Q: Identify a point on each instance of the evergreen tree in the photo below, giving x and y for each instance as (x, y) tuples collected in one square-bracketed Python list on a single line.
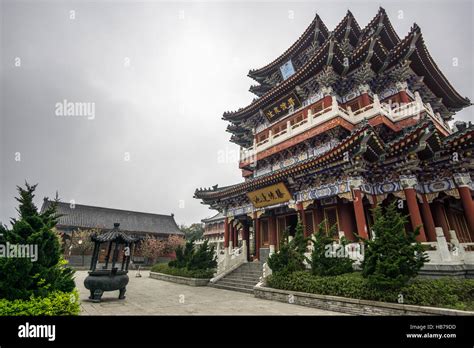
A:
[(325, 261), (394, 256), (290, 258), (22, 277)]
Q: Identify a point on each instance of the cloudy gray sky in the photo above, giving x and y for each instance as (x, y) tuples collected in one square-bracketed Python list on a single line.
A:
[(160, 75)]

########

[EXERCISE DIRECTIONS] Apart from the images, everything in the records must be repeated exactly.

[RESPONSE TO THE EXERCISE]
Q: Identify a point on each instance of the evergreen tree in the photo below, giving x and y for each instance as (x, y) tuples collected in one square-bracketed Python list on a single line.
A:
[(325, 261), (394, 256), (290, 258), (22, 277)]
Q: Identify a point on each instance of the cloudy gray sky in the photo above, giving x and y for each instance as (x, y) tuples collected in one square-bracketed Python list on a single line.
A:
[(160, 75)]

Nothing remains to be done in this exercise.